-- Start of TEXT SECTION --

There is another medal, also belonging to another grandchild, the present writer. It was given to me by my grandmother Sara Neche Schrire nee Senderowitz. Sara was born in Beaconsfield, a town one-mile south of Kimberley, on 11 November 1893. She was the only one of seven children to survive (there is a whole row of little Senderowitz graves in the Jewish cemetery in Kimberley) and one of the first Jewish children to be born there[xx]. Her father Raphael Senderowitz rented a stand on Market Square, and opened a shop and a mill. He would buy mealies and mill them into flour which he sold around Kimberley and in the Transvaal. The family lived in a house next to the mill and had a stable for the horses that delivered the flour. They also kept chickens and cows. Raphael was highly respected for his ability, to the extent that the locals would come to him at election time to ask his advice on whom to vote for.

When war broke out in 1899, Kimberley and Beaconsfield were besieged. Much to the indignation of its inhabitants Col Robert Kekewich, who commanded the garrison in Kimberley, had originally intended to exclude Beaconsfield in his plans for the defence of Kimberley. However, the Beaconsfield residents protested so strongly that he was forced to include the defence of Beaconsfield with his defence of Kimberley, although independently of the main defensive enclosure.[xxi]

The Senderowitz family decided to flee, loading their cart with their possessions and setting out for Kimberley. On the road, which was blocked with other refugees, they met up with relatives from the Barkly West river diamond diggings likewise fleeing into Kimberley and who were planning to stay with them. They decided to turn round and return home together.

-- End of TEXT SECTION --

TASKS TO CARRY OUT:
a: In the Kimberley family history, swap "cart" for "wagon" and write out everything from "When war broke" down to "return home together.".
b: According to the Kimberley family history, what did Raphael Senderowitz buy and mill into flour?
c: Keep going with the Kimberley family history after its final sentence.

-- Start of COLLECTED MATERIAL --

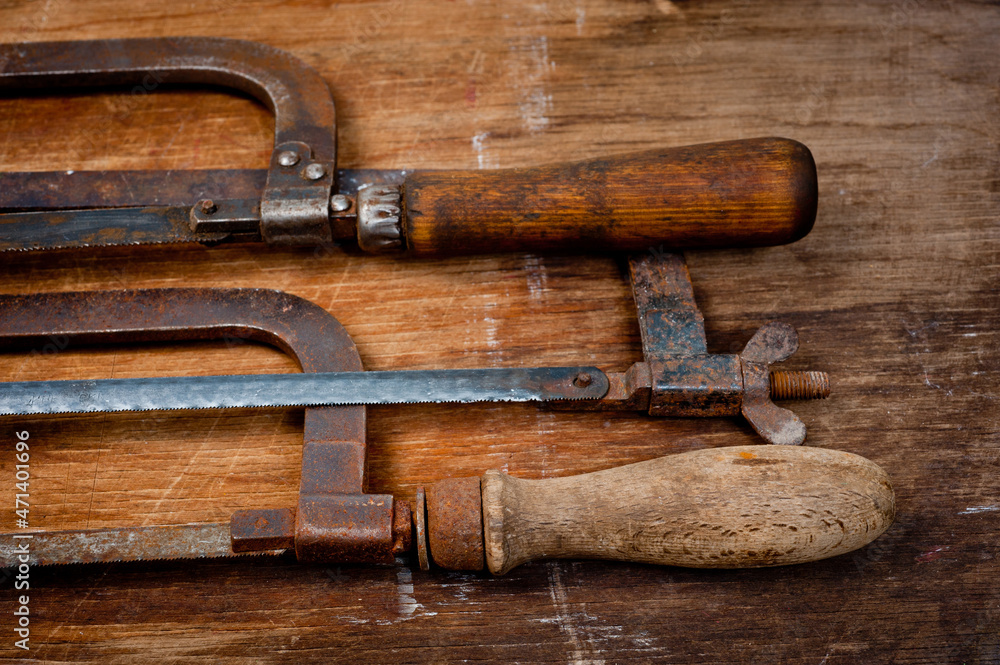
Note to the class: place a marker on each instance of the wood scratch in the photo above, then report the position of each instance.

-- End of COLLECTED MATERIAL --

ANSWERS:
a:
When war broke out in 1899, Kimberley and Beaconsfield were besieged. Much to the indignation of its inhabitants Col Robert Kekewich, who commanded the garrison in Kimberley, had originally intended to exclude Beaconsfield in his plans for the defence of Kimberley. However, the Beaconsfield residents protested so strongly that he was forced to include the defence of Beaconsfield with his defence of Kimberley, although independently of the main defensive enclosure.[xxi]

The Senderowitz family decided to flee, loading their wagon with their possessions and setting out for Kimberley. On the road, which was blocked with other refugees, they met up with relatives from the Barkly West river diamond diggings likewise fleeing into Kimberley and who were planning to stay with them. They decided to turn round and return home together.

b: Mealies.

c:
The families survived on sacks of dried peas and beans from their shop. When I moved out of my house recently I sold two doorstops - shells from Boer cannon that my grandmother claimed had landed in their garden. When the shelling was bad, Rhodes ordered all the women and children to go down the mines for safety. Raphael refused to allow his wife and daughter to join the women and children sheltering in the mines, however, as he did not want them to associate with the women of ill repute who would be there.

When the siege was lifted, the relieved Beaconsfield residents (pun intended) decided to strike a Beaconsfield medal for their schoolchildren. Fifteen hundred were made of white metal and presented by Beaconsfield Mayor J.M. Pratley to schoolchildren of all races in Beaconsfield whose parents had submitted an application form. Suspended by two links from a rather crumpled red and white ribbon, the one face contains the full figure of the Roman goddess Pax extending an olive branch in her right hand, cradling a cornucopia in her left and standing on a small plinth. Underneath her is the word: 'PEACE’ and around the medal it states: ‘COUNCIL CHILDRENS MEDAL PRESENTED BY THE TOWN’; ‘1900'. The Beaconsfield coat of arms is on the reverse with motto: 'FORTI NIHIL DIFFICILE’ (nothing too difficult for the strong) on a ribbon below withSIEGE OF BEACONSFIELD' '14 OCTOBER 1899 * 15 FEBRUARY 1900 around the medal. The medals were presented to my grandmother and the other children at a large ceremony only late in 1901 because while the siege had been lifted, the peace took longer to arrive than anticipated[xxii].

My grandmother said that Cecil John Rhodes used to ride past their house every day to review the troops. He was a poor horseman, and when the children used to shout after him, he was too scared to turn round to shout back. At the Big Hole Open Air Museum one can see the stone that Rhodes used for mounting his horse. She also also said the children used to run after the soldiers shouting “badges, badges”. These the soldiers would tear off their uniforms and give to the children, which they would then swap amongst themselves. She was sorry that she had not kept them.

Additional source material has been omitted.